> _Problem description_: Extend the forum thread below about an airless sprayer that will not draw in liquid, continuing from the end of its final post.

# airless sprayer no suction



## hennyh (Nov 14, 2006)

It it might have a check valve in the pickup. The ball bearing can get stuck especially with inadequate cleaning. See if the check valve works and then try and prime it by pouring paint thinner down the tube and then put it in a bucket of thinner and see if it works.


----------



## hoskee (Jul 24, 2010)

The inlet valve is working now but it still doesn't suck in any paint thinner. When I removed the diaphragm unit (diaphragm, spring, rod etc.) I was not able to move it at all. It's in the up position (bowed out). Should the diaphragm move when you push on it or is the spring so strong that it can't be tested this way? It seems to me that being bowed up would prevent it from being moved up and down by the piston.


----------



## housepaintingny (Jul 25, 2009)

Your primer/spray knob also has a spring in it, seals, and other parts that may be worn, its happened to me and I had to replace the primer/spray knob and the parts that go along with it, as mentioned there should also be a ball above the pickup tube that may be stuck too, some sprayers have a knob to push in to keep that valve/ball clean and free of debris, take the pickup tube off and dump thinner, or water down into it, then try to prime holding your hand/rag over the opening.

> _Source records_:

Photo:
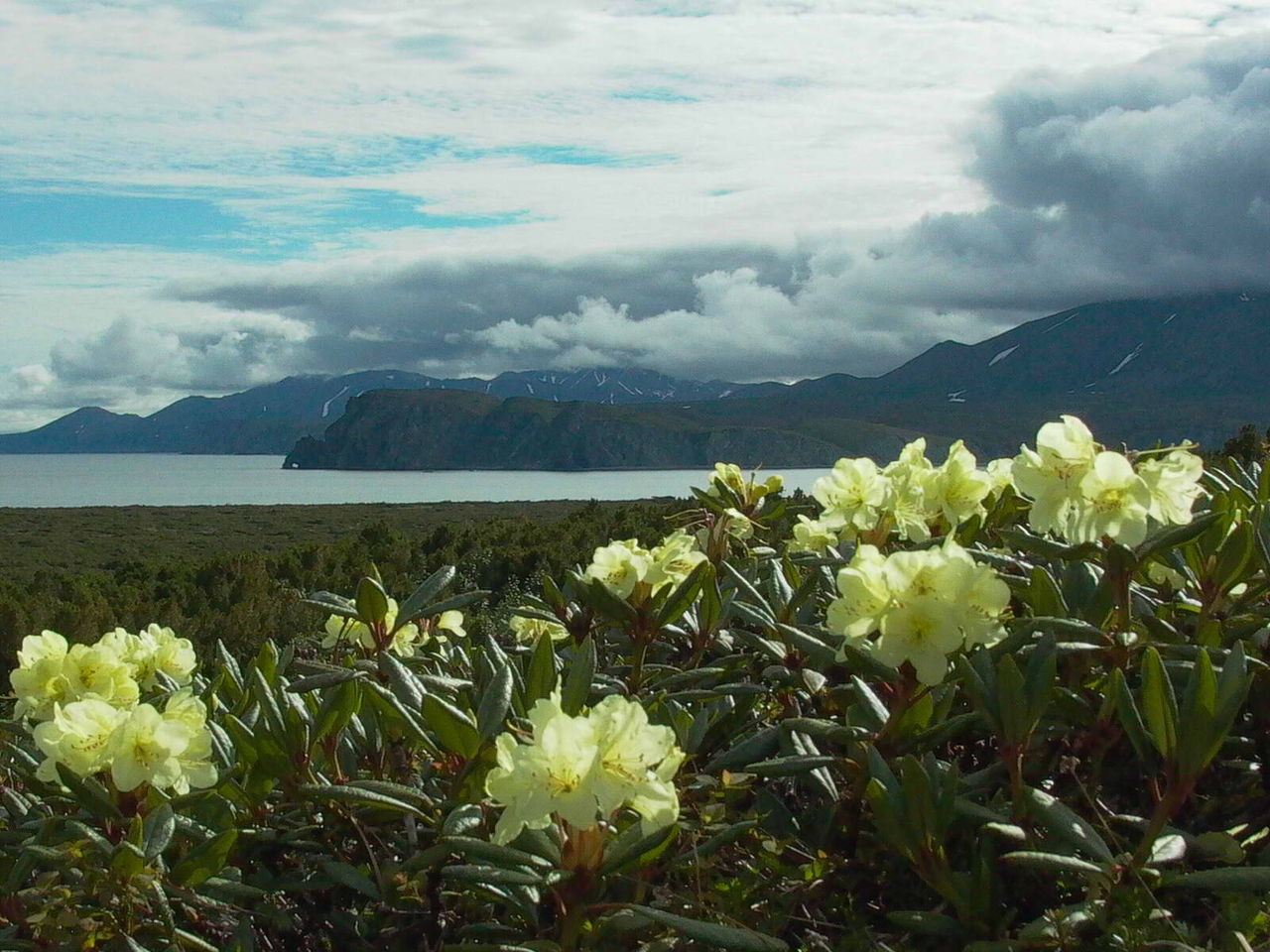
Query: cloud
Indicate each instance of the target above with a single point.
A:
(244, 350)
(1144, 179)
(722, 259)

> _Task result_:
----------



## Sir MixAlot (Apr 4, 2008)

Take a hammer and hit it on the metal part above the intake tube.
Hopefully this will dislodge the ball. :thumbsup:


----------



## hoskee (Jul 24, 2010)

I finally got it to suck thinner and then water. The pressure is not very high though. Now I think the paint pump is leaking into the hydraulic pump because the hydraulic fluid smelled like thinner and turned white. It also didn't bleed (air out of the hydraulic oil) properly so that is probably why the pressure is low.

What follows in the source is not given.